**THE PROBLEM**
Retype exactly the lines from the line with "of the spray" to the end of the data, keeping both boundary lines.

[Data listing]
━━━━━━━━━━

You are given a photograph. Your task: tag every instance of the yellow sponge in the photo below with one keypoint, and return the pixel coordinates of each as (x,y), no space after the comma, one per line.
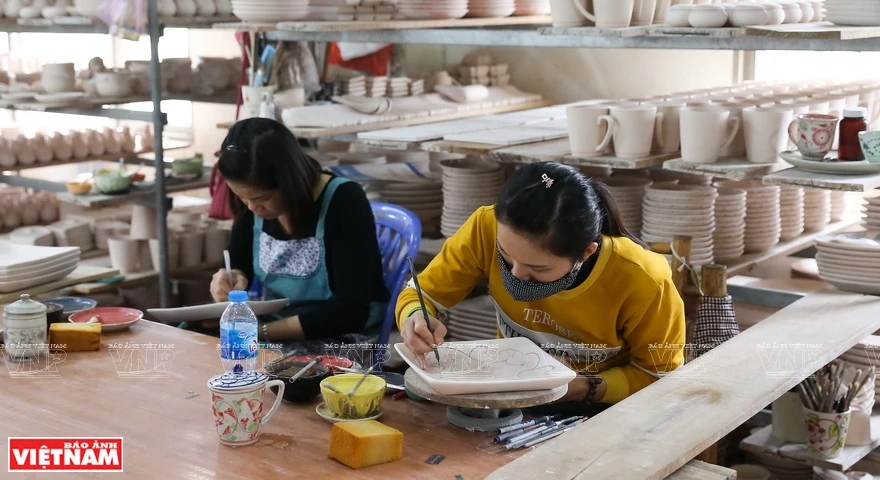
(363,444)
(75,337)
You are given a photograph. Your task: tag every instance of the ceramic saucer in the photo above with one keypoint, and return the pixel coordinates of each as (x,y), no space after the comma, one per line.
(324,411)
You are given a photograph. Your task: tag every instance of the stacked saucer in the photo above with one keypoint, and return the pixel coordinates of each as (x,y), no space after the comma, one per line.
(730,224)
(817,209)
(628,193)
(467,185)
(850,261)
(791,211)
(669,210)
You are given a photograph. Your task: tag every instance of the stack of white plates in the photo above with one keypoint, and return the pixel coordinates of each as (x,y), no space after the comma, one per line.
(270,11)
(532,7)
(24,266)
(472,319)
(817,209)
(467,185)
(491,8)
(628,193)
(791,211)
(850,261)
(669,210)
(730,224)
(871,209)
(432,9)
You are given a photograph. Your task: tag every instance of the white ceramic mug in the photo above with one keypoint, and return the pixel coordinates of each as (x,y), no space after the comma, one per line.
(704,132)
(632,129)
(237,402)
(588,132)
(608,13)
(765,132)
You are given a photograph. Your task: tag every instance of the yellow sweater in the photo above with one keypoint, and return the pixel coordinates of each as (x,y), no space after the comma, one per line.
(625,321)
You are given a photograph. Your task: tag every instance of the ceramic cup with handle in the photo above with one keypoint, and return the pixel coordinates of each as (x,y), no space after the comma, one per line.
(588,132)
(608,13)
(705,130)
(764,129)
(813,134)
(237,401)
(632,129)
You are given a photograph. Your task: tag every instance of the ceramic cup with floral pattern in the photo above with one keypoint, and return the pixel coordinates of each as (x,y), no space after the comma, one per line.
(813,134)
(237,401)
(826,432)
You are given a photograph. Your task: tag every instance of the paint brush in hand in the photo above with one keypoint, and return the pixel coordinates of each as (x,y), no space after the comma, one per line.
(412,270)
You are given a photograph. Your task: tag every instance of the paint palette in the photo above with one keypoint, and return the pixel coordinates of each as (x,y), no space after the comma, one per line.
(489,366)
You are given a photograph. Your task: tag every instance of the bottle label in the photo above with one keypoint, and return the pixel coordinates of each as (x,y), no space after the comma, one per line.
(239,342)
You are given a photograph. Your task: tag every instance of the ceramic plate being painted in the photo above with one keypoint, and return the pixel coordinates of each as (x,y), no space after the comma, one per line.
(490,366)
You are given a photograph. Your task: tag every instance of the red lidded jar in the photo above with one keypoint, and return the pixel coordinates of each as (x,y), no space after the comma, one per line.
(853,122)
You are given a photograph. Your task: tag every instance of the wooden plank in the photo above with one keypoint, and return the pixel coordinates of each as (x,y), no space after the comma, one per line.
(328,26)
(705,399)
(763,442)
(82,274)
(595,32)
(535,152)
(623,163)
(814,31)
(842,183)
(749,261)
(733,168)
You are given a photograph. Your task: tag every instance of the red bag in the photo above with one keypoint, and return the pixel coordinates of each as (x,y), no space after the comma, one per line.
(219,196)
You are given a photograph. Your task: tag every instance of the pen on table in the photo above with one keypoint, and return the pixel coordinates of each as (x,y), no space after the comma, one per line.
(412,270)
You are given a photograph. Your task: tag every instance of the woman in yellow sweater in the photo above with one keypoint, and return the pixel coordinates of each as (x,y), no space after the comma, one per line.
(565,273)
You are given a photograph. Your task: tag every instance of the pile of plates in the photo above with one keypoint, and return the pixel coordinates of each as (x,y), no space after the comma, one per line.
(817,209)
(270,11)
(24,266)
(791,211)
(467,185)
(491,8)
(628,193)
(850,261)
(730,224)
(432,9)
(669,210)
(532,7)
(472,319)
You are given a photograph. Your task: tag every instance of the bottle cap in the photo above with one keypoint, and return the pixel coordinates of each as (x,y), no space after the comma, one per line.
(238,296)
(855,112)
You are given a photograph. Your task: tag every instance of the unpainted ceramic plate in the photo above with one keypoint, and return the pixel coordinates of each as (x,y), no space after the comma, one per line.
(211,311)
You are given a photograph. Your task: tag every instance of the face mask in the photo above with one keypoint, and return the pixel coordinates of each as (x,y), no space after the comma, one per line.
(530,290)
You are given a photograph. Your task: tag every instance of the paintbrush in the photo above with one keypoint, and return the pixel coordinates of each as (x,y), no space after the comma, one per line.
(412,270)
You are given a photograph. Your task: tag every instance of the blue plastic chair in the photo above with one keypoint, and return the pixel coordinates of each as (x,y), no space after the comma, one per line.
(399,232)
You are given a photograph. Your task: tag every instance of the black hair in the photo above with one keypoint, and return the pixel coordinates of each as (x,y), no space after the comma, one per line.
(560,207)
(263,153)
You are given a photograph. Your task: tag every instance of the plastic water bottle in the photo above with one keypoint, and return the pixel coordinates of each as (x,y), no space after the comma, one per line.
(238,334)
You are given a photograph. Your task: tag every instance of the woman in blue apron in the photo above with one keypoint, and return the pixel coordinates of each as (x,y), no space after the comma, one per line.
(307,236)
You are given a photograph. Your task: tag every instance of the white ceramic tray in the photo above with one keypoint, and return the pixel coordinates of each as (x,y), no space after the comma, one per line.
(490,366)
(211,311)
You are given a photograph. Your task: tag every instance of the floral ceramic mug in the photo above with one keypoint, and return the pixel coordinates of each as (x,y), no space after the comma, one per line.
(237,401)
(826,432)
(813,134)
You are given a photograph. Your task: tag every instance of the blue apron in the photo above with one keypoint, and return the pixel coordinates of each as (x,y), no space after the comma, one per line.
(297,269)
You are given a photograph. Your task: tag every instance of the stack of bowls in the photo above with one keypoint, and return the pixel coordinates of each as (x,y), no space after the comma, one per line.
(791,211)
(628,193)
(467,185)
(670,210)
(730,224)
(817,209)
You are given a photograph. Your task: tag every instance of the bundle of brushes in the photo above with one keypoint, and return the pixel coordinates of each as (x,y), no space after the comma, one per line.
(828,392)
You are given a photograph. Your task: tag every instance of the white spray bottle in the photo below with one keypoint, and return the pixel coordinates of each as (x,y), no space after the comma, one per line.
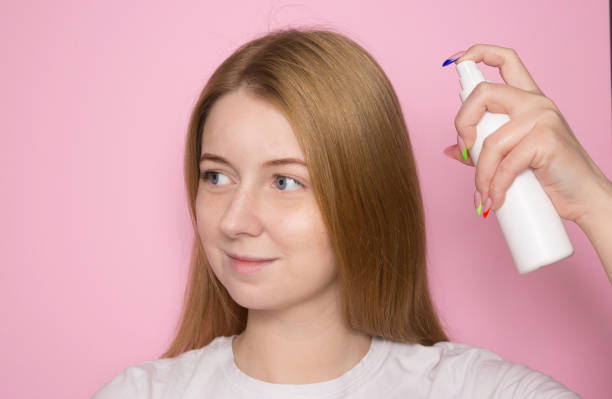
(528,219)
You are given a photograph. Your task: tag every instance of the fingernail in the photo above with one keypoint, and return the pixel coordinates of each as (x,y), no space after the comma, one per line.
(453,58)
(477,202)
(487,207)
(462,148)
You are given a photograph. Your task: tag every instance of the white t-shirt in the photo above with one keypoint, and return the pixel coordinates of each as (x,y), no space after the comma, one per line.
(389,370)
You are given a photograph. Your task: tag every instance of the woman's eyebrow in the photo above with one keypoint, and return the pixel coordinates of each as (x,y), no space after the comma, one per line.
(273,162)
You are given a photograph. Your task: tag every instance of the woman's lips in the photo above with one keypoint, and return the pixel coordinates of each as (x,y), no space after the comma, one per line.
(248,267)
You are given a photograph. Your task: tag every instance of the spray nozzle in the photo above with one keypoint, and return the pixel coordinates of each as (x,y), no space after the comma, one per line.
(469,77)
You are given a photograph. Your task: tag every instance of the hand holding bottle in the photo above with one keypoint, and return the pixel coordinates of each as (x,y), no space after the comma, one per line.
(536,136)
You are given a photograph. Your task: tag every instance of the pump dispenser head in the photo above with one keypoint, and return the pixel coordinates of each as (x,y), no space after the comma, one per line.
(469,77)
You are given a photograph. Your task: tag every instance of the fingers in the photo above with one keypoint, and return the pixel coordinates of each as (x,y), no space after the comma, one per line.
(453,153)
(496,98)
(512,69)
(504,155)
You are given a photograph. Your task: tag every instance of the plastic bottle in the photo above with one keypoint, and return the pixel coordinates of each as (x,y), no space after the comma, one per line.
(529,221)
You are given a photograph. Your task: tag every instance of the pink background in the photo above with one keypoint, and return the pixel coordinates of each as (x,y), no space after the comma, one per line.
(96,238)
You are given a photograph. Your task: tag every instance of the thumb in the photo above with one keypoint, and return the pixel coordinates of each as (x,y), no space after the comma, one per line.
(453,153)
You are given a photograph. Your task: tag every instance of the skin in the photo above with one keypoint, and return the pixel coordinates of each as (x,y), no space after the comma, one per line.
(536,136)
(294,333)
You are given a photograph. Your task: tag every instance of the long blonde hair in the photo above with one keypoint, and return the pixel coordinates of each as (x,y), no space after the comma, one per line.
(350,127)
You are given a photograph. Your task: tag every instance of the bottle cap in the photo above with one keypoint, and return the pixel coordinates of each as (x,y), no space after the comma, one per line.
(469,77)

━━━━━━━━━━

**SOLUTION TO THIS EXERCISE**
You are given a photograph. Your task: tag every instance of the spray nozzle in the photo above with one keypoint, and return the pixel coordinates of each as (x,y), no space after the comma, one per line.
(469,77)
You are given a photograph. Your task: tag every instance of the hand holding bottle in the photo above with one keypoint, and return the pixel coordinates of each as (x,y), no space after the comma, one per line.
(536,136)
You are given a photograph. Your task: tag every instance of the pump dispenser head in the photo above with one keypoint, and return the pixel coordinates of each as (x,y), no space after the comma, one per line.
(469,77)
You are given a photograph. Your task: tag every instance of the fingers in the photo above with one keypoint, and return the pixel coordinates of each as (x,y), no space after the comma, one per line.
(453,153)
(496,98)
(512,69)
(504,155)
You are given a photograph. Your task: tag every instance of the plastic bottle in the photo above with one keypoint, and return the pixel coordinates of each as (x,y), no space after the comma, one per line.
(529,221)
You are given a photograph. Your task: tag every instance of the pink background in the photo above with one keypoint, and return the pixel coordinates of each as (x,y), no space after the comma, one per line.
(96,238)
You are given a photograph. Your task: tag every instance of the thumb in the photo above with one keypoint, and return the pixel coordinates of each as (x,y), no space after the comma, one per line.
(453,153)
You are given a photograph. Your task: tag every instance of the skin in the photo above with one keypoint, and return the pixel coordinates of each as (x,y), no space after the comma, one per line.
(536,136)
(294,333)
You are given a photograph. Your task: tag every instance of the long blonde hair in the photo above with one keypoint, and return the pixel coordinates of each as (x,y), no space after the comma, one per line.
(350,127)
You are given a photograph. Your task: tag every instance of the bottle cap in the photo above with one keypoint, and return the pixel coordinates of each as (x,y), no space after the comma, one per line.
(469,77)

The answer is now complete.